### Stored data
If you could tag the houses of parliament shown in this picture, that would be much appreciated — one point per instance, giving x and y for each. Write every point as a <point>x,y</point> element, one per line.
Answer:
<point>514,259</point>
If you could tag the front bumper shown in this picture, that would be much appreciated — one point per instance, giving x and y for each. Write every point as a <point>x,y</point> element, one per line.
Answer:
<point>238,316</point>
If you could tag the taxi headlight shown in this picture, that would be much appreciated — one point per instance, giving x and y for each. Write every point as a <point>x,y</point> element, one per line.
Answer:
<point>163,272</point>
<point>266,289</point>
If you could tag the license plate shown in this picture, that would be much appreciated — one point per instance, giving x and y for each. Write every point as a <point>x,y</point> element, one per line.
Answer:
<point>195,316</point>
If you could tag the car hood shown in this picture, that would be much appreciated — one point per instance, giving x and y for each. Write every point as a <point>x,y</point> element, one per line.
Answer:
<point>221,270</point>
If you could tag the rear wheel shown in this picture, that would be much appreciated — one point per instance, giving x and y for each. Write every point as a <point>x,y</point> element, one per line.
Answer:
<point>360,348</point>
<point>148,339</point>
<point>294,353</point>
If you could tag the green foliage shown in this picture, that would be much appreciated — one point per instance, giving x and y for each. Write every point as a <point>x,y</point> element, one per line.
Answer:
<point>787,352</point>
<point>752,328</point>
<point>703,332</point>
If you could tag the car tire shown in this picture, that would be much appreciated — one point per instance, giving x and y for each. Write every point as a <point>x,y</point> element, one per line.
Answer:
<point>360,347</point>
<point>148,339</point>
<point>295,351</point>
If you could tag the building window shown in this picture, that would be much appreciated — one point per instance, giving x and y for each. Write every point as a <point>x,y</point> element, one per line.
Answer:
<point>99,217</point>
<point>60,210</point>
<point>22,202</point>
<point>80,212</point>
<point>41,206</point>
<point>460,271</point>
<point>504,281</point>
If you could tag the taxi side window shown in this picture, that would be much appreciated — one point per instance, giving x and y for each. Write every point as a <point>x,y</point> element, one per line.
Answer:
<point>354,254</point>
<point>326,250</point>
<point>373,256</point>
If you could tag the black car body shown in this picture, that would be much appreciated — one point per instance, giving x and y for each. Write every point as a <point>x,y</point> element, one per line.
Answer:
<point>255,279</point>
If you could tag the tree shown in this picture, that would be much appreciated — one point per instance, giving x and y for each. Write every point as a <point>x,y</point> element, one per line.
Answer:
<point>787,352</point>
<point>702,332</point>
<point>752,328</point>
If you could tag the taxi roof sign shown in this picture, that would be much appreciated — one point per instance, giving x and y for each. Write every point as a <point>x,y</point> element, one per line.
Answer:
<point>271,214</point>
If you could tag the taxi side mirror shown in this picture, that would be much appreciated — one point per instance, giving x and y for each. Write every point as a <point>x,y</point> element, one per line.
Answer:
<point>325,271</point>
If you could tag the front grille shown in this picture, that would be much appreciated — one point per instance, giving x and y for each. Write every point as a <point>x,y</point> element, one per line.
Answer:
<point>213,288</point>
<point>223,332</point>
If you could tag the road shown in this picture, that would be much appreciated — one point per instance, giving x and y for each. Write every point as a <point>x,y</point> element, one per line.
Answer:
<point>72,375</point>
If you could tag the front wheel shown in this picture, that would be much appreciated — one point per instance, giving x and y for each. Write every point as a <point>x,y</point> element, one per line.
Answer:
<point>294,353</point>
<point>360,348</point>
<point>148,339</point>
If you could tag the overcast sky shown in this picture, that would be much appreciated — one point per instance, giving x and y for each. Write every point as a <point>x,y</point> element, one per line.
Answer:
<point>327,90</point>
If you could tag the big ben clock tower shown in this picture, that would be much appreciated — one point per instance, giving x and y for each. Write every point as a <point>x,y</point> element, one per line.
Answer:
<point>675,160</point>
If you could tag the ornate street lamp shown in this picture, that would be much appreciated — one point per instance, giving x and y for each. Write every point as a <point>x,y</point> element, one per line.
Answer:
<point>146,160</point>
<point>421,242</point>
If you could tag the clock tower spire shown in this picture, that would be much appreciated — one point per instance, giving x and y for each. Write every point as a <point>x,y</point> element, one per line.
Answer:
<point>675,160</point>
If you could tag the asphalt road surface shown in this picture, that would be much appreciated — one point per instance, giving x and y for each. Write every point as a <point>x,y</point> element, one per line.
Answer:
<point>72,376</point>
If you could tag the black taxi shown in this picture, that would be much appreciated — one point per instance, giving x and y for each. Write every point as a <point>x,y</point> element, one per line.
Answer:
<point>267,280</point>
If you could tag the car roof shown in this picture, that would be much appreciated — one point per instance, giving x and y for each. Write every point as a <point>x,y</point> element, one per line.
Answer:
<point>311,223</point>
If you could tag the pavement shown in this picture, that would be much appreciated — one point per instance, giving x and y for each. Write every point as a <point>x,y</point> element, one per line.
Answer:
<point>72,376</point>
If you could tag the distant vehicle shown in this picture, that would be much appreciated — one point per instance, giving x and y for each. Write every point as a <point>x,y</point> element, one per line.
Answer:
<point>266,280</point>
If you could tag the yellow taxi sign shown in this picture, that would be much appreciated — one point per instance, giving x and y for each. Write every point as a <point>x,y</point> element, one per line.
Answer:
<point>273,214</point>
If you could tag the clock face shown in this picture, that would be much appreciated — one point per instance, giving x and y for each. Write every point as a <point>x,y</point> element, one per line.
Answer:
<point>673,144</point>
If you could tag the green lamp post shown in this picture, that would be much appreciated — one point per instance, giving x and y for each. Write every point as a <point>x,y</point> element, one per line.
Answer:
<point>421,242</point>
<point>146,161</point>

### Exercise instructions
Write out, word for word, the lines from the one containing "If you could tag the asphalt" through the end of the records, with no other lines.

### Response
If you could tag the asphalt road surface shown in this picture, that would be much appreciated — one point per instance, giving x and y for each. Write every point as a <point>x,y</point> element, one per line.
Answer:
<point>72,376</point>
If you could tag the black taxi shown in this picture, that would be much appreciated — one point per instance, giving x and y for each. Write every point as a <point>x,y</point> element, one per line.
Answer:
<point>267,280</point>
If you could tag the car roof shown in this picture, that would be much appreciated — one point per instance, giving x and y for each. Write every point as a <point>x,y</point> element, one per line.
Answer:
<point>311,223</point>
If you could tag the pavement shown in this picture, that would be much appreciated — one point per instance, giving x and y for each. Write every point as a <point>x,y</point> element, one per line.
Answer:
<point>72,376</point>
If you could tag the distant vehicle shown in this picture, that would be much appreciated — one point per instance, giving x and y for each. Write every point as a <point>x,y</point> element, one per line.
Answer:
<point>266,280</point>
If you could tag the yellow taxi sign shown in this picture, that would be much appreciated — one point per instance, giving x and y for each. Write every point as a <point>x,y</point> element, one per line.
Answer:
<point>273,214</point>
If you could tag the clock face shown in this picture, that would be much appreciated — one point per instance, giving x and y for each. Write every point as a <point>x,y</point> element, one per line.
Answer:
<point>673,144</point>
If you could tag the green lamp post shown in this picture, that would be much appreciated — one point per instance, giving x and y for each. Write every point as a <point>x,y</point> element, one per line.
Answer:
<point>421,242</point>
<point>146,161</point>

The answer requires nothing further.